→ Exercise:
Keep images out and repeat all data exactly.

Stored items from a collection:
=== Section Start ===
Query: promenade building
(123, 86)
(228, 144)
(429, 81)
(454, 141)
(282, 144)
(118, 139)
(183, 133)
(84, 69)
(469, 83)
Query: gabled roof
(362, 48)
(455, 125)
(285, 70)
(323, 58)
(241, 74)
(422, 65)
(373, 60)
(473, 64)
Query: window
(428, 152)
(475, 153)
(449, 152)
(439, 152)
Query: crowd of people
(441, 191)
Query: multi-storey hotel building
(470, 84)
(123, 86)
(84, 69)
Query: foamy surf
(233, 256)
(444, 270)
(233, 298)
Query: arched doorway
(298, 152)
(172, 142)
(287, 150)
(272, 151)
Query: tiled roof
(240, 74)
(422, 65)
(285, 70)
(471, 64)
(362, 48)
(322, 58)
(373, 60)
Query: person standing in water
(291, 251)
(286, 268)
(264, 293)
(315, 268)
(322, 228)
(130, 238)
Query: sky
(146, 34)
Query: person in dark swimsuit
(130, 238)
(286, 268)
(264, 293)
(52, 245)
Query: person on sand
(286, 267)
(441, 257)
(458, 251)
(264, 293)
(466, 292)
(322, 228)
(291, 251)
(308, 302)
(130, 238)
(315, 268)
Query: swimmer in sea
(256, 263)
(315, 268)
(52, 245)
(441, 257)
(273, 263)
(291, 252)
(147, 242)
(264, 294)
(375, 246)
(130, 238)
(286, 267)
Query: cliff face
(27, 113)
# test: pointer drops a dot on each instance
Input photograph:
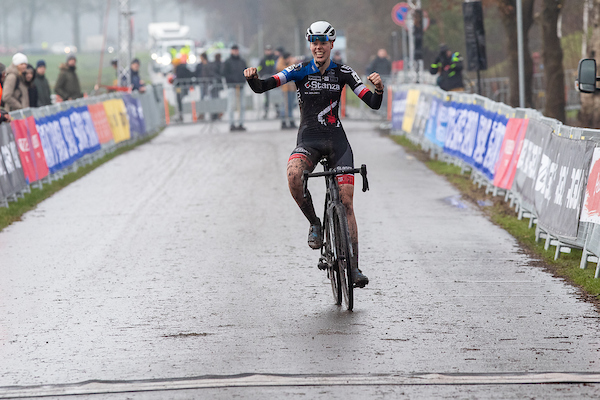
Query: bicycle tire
(344, 255)
(331, 257)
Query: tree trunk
(509, 19)
(589, 116)
(553, 61)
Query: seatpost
(305, 183)
(363, 173)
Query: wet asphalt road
(187, 257)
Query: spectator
(204, 74)
(266, 69)
(42, 85)
(233, 71)
(182, 82)
(4, 116)
(67, 85)
(289, 94)
(449, 66)
(380, 64)
(14, 93)
(31, 88)
(136, 82)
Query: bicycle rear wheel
(343, 245)
(330, 254)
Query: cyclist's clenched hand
(375, 79)
(251, 73)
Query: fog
(54, 24)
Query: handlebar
(338, 171)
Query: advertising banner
(455, 130)
(135, 114)
(39, 159)
(559, 185)
(19, 128)
(100, 121)
(61, 122)
(445, 113)
(412, 99)
(83, 130)
(509, 153)
(484, 128)
(398, 109)
(494, 145)
(118, 119)
(531, 152)
(591, 203)
(50, 152)
(12, 179)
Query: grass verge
(499, 212)
(30, 201)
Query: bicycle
(337, 254)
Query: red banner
(100, 122)
(19, 128)
(512, 144)
(39, 158)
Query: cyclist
(319, 85)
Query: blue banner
(494, 146)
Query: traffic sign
(399, 13)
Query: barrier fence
(42, 144)
(548, 171)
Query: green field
(88, 65)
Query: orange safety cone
(167, 116)
(343, 105)
(194, 116)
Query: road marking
(275, 380)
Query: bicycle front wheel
(343, 245)
(330, 250)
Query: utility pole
(520, 53)
(124, 60)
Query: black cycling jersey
(320, 132)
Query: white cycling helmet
(320, 30)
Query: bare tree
(553, 61)
(508, 13)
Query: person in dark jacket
(449, 66)
(233, 71)
(43, 87)
(4, 116)
(29, 76)
(182, 82)
(266, 68)
(67, 85)
(380, 64)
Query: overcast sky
(48, 30)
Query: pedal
(322, 265)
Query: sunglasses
(320, 38)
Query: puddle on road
(456, 201)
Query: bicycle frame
(337, 252)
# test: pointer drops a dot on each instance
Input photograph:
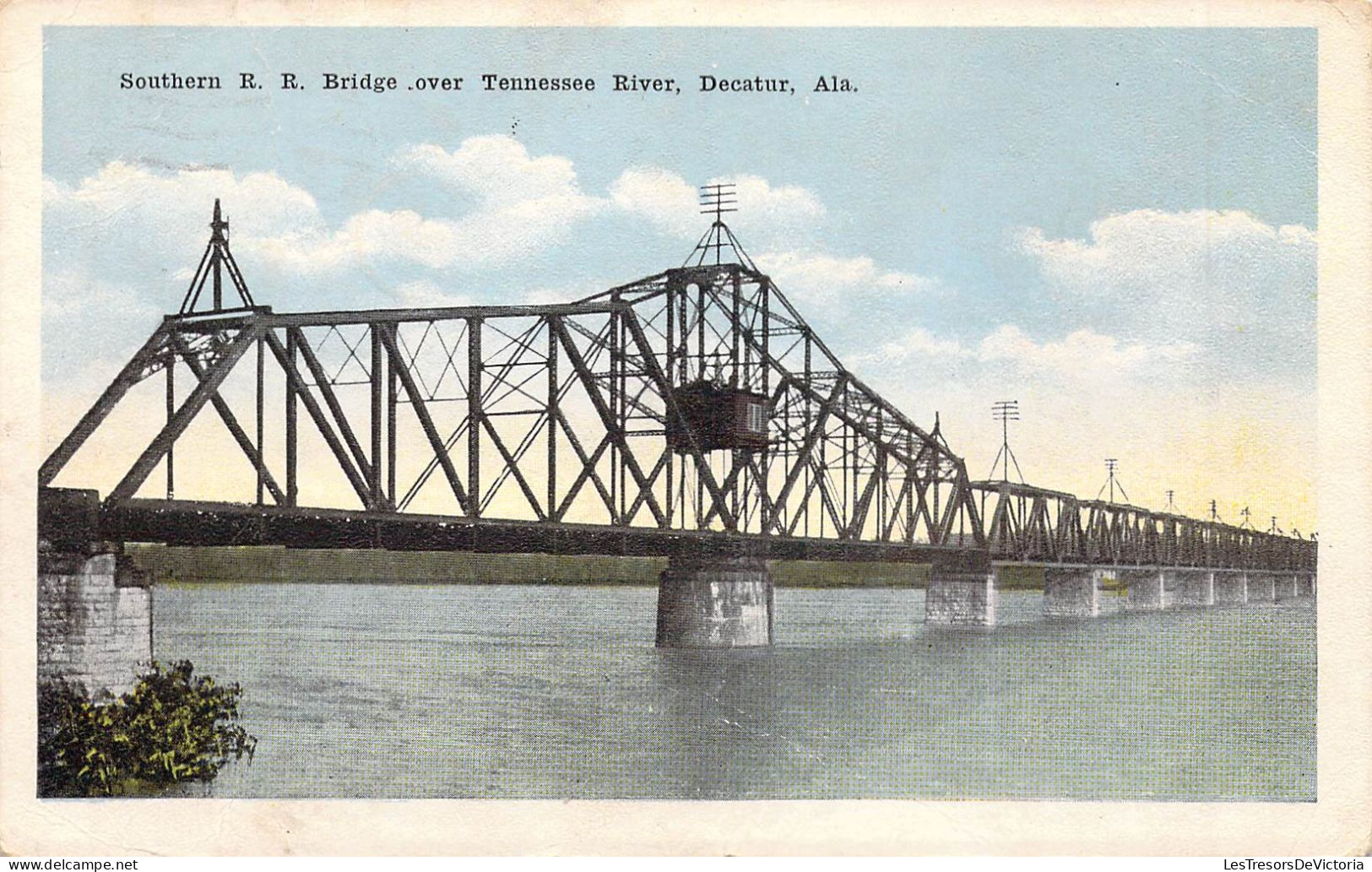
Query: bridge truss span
(693, 401)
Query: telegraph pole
(1006, 412)
(1112, 483)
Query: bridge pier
(1262, 587)
(715, 602)
(962, 590)
(1231, 587)
(1145, 588)
(1192, 587)
(1071, 591)
(95, 620)
(1286, 586)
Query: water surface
(534, 691)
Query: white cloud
(1082, 354)
(135, 204)
(497, 169)
(1196, 274)
(426, 294)
(659, 197)
(825, 279)
(767, 214)
(522, 204)
(1080, 357)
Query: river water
(524, 691)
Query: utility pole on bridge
(1006, 412)
(1112, 483)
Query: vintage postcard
(649, 413)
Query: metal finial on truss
(214, 263)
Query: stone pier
(1145, 588)
(1284, 586)
(1191, 587)
(1231, 587)
(715, 602)
(962, 590)
(1071, 591)
(95, 621)
(1305, 583)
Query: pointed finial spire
(217, 224)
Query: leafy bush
(171, 727)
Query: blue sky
(1117, 226)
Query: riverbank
(224, 565)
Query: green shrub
(171, 727)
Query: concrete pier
(1145, 588)
(1071, 591)
(1191, 587)
(1305, 583)
(95, 621)
(1284, 586)
(962, 590)
(1262, 587)
(715, 602)
(1231, 587)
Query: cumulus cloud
(1211, 276)
(1082, 355)
(522, 204)
(825, 279)
(766, 213)
(426, 294)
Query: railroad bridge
(691, 414)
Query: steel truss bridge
(599, 426)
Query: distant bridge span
=== Section End ===
→ Exercise result:
Query: promenade building
(123, 86)
(228, 144)
(429, 81)
(454, 141)
(282, 144)
(118, 139)
(183, 133)
(84, 69)
(469, 83)
Query: gabled roof
(362, 48)
(455, 125)
(285, 70)
(323, 58)
(241, 74)
(422, 65)
(373, 60)
(473, 64)
Query: window
(428, 152)
(475, 153)
(449, 152)
(439, 152)
Query: crowd of people
(441, 191)
Query: multi-storey hotel building
(470, 84)
(123, 86)
(84, 69)
Query: foamy surf
(233, 256)
(444, 270)
(233, 298)
Query: arched doorway
(298, 152)
(172, 142)
(287, 150)
(272, 151)
Query: tiled roof
(240, 74)
(422, 65)
(285, 70)
(471, 64)
(362, 48)
(322, 58)
(373, 60)
Query: person standing in water
(291, 251)
(286, 268)
(264, 293)
(315, 268)
(322, 228)
(130, 238)
Query: sky
(146, 34)
Query: person in dark swimsuit
(130, 238)
(286, 268)
(264, 293)
(52, 245)
Query: person on sand
(286, 267)
(441, 257)
(458, 251)
(264, 293)
(466, 292)
(322, 228)
(291, 251)
(308, 302)
(130, 238)
(315, 268)
Query: swimmer in sea
(256, 263)
(315, 268)
(52, 245)
(441, 257)
(273, 263)
(291, 252)
(147, 242)
(264, 294)
(375, 246)
(130, 238)
(286, 267)
Query: cliff face
(27, 113)
# test: pointer drops a dot on each instance
Input photograph:
Query: bicycle tire
(344, 255)
(331, 257)
Query: tree trunk
(509, 19)
(589, 116)
(553, 61)
Query: seatpost
(305, 183)
(363, 173)
Query: wet asphalt road
(187, 257)
Query: spectator
(204, 74)
(266, 69)
(42, 85)
(233, 71)
(182, 82)
(4, 116)
(67, 85)
(289, 94)
(449, 66)
(380, 64)
(14, 93)
(31, 88)
(136, 82)
Query: bicycle rear wheel
(343, 245)
(330, 254)
Query: cyclist's clenched hand
(375, 79)
(251, 73)
Query: fog
(54, 24)
Query: handlebar
(338, 171)
Query: advertising banner
(455, 130)
(135, 114)
(39, 159)
(559, 185)
(19, 128)
(100, 121)
(61, 122)
(445, 113)
(412, 99)
(83, 130)
(509, 153)
(484, 128)
(398, 109)
(494, 145)
(118, 119)
(531, 152)
(591, 203)
(50, 152)
(12, 179)
Query: grass verge
(499, 212)
(30, 201)
Query: bicycle
(337, 254)
Query: red banner
(100, 122)
(19, 128)
(512, 144)
(39, 158)
Query: cyclist
(319, 85)
Query: blue banner
(494, 146)
Query: traffic sign
(399, 13)
Query: barrier fence
(42, 144)
(548, 171)
Query: green field
(88, 65)
Query: orange safety cone
(167, 116)
(343, 105)
(194, 116)
Query: road marking
(275, 380)
Query: bicycle front wheel
(343, 245)
(330, 250)
Query: utility pole
(520, 53)
(124, 60)
Query: black cycling jersey
(320, 132)
Query: white cycling helmet
(320, 30)
Query: bare tree
(553, 61)
(508, 13)
Query: person in dark jacket
(449, 66)
(233, 71)
(43, 87)
(4, 116)
(29, 76)
(182, 82)
(266, 68)
(67, 85)
(380, 64)
Query: overcast sky
(48, 30)
Query: pedal
(322, 265)
Query: sunglasses
(320, 38)
Query: puddle on road
(456, 201)
Query: bicycle frame
(337, 252)
# test: pointer drops a dot on each instance
Input photograph:
Query: bridge truss span
(693, 401)
Query: telegraph pole
(1006, 412)
(1112, 483)
Query: bridge pier
(1262, 587)
(715, 602)
(962, 590)
(1231, 587)
(1145, 588)
(1192, 587)
(1071, 591)
(95, 620)
(1286, 586)
Query: water surface
(534, 691)
Query: white cloud
(1082, 354)
(135, 204)
(497, 169)
(1196, 274)
(426, 294)
(659, 197)
(825, 279)
(767, 214)
(522, 204)
(1080, 357)
Query: river water
(524, 691)
Query: utility pole on bridge
(1006, 412)
(1112, 483)
Query: vintage postcard
(649, 413)
Query: metal finial on truss
(214, 263)
Query: stone pier
(1145, 588)
(1284, 586)
(1191, 587)
(1231, 587)
(715, 602)
(962, 590)
(1071, 591)
(95, 621)
(1305, 583)
Query: pointed finial spire
(217, 224)
Query: leafy bush
(171, 727)
Query: blue sky
(1117, 226)
Query: riverbank
(224, 565)
Query: green shrub
(171, 727)
Query: concrete pier
(1145, 588)
(1071, 591)
(1191, 587)
(1305, 583)
(95, 621)
(1284, 586)
(962, 590)
(1262, 587)
(715, 602)
(1231, 587)
Query: cumulus cloud
(1211, 276)
(1082, 355)
(522, 204)
(825, 279)
(766, 213)
(426, 294)
Query: railroad bridge
(691, 414)
Query: steel truss bridge
(599, 426)
Query: distant bridge span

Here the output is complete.